● **TASK BRIEF**: Will you quote all of the entries, word for word?
--- begin GIVEN DATA ---
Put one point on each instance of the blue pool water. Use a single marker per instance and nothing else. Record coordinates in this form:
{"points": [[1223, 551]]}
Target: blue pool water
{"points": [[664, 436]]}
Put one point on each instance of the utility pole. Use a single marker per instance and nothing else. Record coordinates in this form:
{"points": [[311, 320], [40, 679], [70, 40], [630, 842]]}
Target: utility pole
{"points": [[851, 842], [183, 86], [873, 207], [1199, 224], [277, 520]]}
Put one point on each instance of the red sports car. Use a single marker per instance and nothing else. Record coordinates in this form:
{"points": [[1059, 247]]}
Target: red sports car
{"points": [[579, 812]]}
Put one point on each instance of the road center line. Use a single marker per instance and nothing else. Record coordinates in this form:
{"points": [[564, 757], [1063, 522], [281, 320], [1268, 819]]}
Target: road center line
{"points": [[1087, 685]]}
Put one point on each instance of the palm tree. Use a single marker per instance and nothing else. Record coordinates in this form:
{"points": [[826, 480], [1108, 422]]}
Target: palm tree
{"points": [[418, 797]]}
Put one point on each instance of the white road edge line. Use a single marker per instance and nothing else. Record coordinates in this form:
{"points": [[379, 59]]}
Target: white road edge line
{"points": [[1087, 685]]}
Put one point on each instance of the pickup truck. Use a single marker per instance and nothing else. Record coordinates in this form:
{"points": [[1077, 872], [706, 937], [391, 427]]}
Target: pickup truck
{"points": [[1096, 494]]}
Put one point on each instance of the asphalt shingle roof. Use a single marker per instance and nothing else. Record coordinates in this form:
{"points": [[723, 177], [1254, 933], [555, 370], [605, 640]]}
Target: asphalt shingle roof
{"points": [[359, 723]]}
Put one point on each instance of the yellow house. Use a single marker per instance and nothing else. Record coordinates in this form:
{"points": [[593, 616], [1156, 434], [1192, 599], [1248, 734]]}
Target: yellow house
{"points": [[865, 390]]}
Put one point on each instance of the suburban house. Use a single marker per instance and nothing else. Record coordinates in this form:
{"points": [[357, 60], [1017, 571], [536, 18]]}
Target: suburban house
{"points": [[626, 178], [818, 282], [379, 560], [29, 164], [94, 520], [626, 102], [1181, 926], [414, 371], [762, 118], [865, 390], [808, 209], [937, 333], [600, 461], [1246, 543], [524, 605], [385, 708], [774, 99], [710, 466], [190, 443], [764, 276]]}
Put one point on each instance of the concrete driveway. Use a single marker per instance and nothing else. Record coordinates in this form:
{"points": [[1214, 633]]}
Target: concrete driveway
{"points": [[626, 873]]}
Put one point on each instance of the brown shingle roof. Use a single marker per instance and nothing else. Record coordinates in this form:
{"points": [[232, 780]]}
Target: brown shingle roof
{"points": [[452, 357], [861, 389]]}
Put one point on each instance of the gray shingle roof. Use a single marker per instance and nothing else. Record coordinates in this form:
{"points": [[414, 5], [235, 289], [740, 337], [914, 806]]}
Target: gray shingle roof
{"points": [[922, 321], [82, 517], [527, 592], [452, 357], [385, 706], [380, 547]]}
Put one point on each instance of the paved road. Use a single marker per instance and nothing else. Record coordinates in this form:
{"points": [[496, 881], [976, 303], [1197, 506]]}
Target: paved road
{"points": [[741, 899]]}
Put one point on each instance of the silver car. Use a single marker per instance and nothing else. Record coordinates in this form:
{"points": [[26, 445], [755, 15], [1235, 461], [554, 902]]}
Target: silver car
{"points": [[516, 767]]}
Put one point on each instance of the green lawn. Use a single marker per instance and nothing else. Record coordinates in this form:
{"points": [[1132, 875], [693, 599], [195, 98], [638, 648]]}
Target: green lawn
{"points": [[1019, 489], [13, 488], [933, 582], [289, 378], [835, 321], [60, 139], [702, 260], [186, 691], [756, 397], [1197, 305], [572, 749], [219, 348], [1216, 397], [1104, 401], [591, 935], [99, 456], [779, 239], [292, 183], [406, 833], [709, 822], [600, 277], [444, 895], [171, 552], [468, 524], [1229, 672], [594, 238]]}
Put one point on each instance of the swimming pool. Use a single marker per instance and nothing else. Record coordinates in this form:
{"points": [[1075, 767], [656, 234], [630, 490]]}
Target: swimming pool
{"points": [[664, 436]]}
--- end GIVEN DATA ---
● **RESPONSE TO THE TASK**:
Put one point on each instance of the blue pool water. Use a single marker per instance and nothing else. Record coordinates in this form:
{"points": [[1223, 551]]}
Target: blue pool water
{"points": [[664, 436]]}
Put one point on each instance of the utility pole. Use a single marker per instance and nothing else. Record coordinates in this form:
{"points": [[311, 320], [40, 679], [70, 40], [630, 842]]}
Target: utility pole
{"points": [[851, 842], [183, 86], [873, 207], [1199, 224], [277, 520]]}
Put one point on each instance of the red sports car. Use a single marker per instance and nothing else. Record coordinates in this form:
{"points": [[1059, 247]]}
Target: red sports car
{"points": [[579, 812]]}
Put one point on each instance of the road center line. Use a single marker per instance and nothing else. Record coordinates in this form:
{"points": [[564, 757], [1063, 522], [281, 320], [1268, 819]]}
Target: road center line
{"points": [[1087, 685]]}
Put one point on each instance of the palm tree. Use a single marker per instance and nothing else. Record coordinates in this form:
{"points": [[826, 480], [1108, 422]]}
Target: palm tree
{"points": [[418, 797]]}
Put one point on each instance of the white road edge line. Use a single marker per instance and nothing else. Record coordinates in this form:
{"points": [[379, 59]]}
Target: white road edge line
{"points": [[1087, 685]]}
Put one point on each instance of the pickup truck. Use a single marker per instance and nothing else. Record coordinates in this form:
{"points": [[1077, 872], [706, 937], [391, 427]]}
Target: pickup truck
{"points": [[1096, 494]]}
Put one point on each instance of the asphalt shingle roof. Use a single marker per instance and nothing else. Record coordinates in this form:
{"points": [[723, 177], [1254, 933], [555, 370], [605, 640]]}
Target: asphalt shingle roof
{"points": [[359, 723]]}
Put one point on each instance of the yellow house. Use a single marker per instance and nothing else. Record coordinates in this form:
{"points": [[593, 616], [1156, 434], [1192, 599], [1248, 734]]}
Target: yellow house
{"points": [[865, 390]]}
Put one point on each instance of the suburban house. Use a single marker per instance and nothing else. Record coordinates in this form:
{"points": [[357, 60], [1017, 571], [536, 18]]}
Target: suburban house
{"points": [[626, 178], [818, 282], [379, 560], [29, 164], [94, 520], [626, 102], [1181, 926], [414, 371], [762, 118], [865, 390], [808, 209], [937, 333], [600, 461], [1246, 543], [524, 605], [385, 708], [774, 99], [710, 466], [190, 443], [764, 276]]}
Put one point on each instance of the concrete driveway. Use a single marker per instance and nothing else. Record coordinates in this form:
{"points": [[1214, 633]]}
Target: concrete driveway
{"points": [[626, 873]]}
Put one point on each instance of the brown shingle roof. Use a single marker per instance and nothing else. Record coordinates in this form:
{"points": [[232, 780]]}
Target: brown shingle roof
{"points": [[452, 357], [861, 389]]}
Put one point on each instance of the gray shingle roof. Use a single marker per instance and nothing else. Record coordinates in this form:
{"points": [[414, 5], [235, 289], [740, 337], [914, 806]]}
Target: gray shingle roof
{"points": [[922, 321], [82, 517], [527, 592], [452, 357], [385, 706], [380, 547]]}
Put one point on each instance of the paved road. Use a single marker per instance and nothing else. Record coordinates in this form:
{"points": [[496, 881], [976, 303], [1197, 506]]}
Target: paved road
{"points": [[741, 899]]}
Put one point on each instance of the silver car. Use a single marker per instance and nothing else. Record coordinates in this form:
{"points": [[26, 445], [755, 15], [1235, 461], [554, 902]]}
Target: silver car
{"points": [[516, 767]]}
Put one point on each instance of the green lawn. Use a single marker per instance and nothing else. Record coordinates in this form:
{"points": [[1132, 875], [693, 599], [195, 98], [638, 648]]}
Target: green lawn
{"points": [[1019, 489], [13, 488], [933, 582], [289, 378], [835, 321], [60, 139], [702, 260], [186, 691], [756, 397], [1197, 305], [572, 749], [219, 348], [1216, 397], [1104, 401], [591, 935], [99, 456], [779, 239], [292, 183], [406, 833], [709, 822], [600, 277], [444, 895], [171, 552], [468, 524], [1229, 672], [594, 238]]}
Put one point on each instance of the swimming pool. Use a single marker per instance and nothing else. Record coordinates in this form:
{"points": [[1075, 767], [656, 234], [630, 490]]}
Target: swimming pool
{"points": [[664, 436]]}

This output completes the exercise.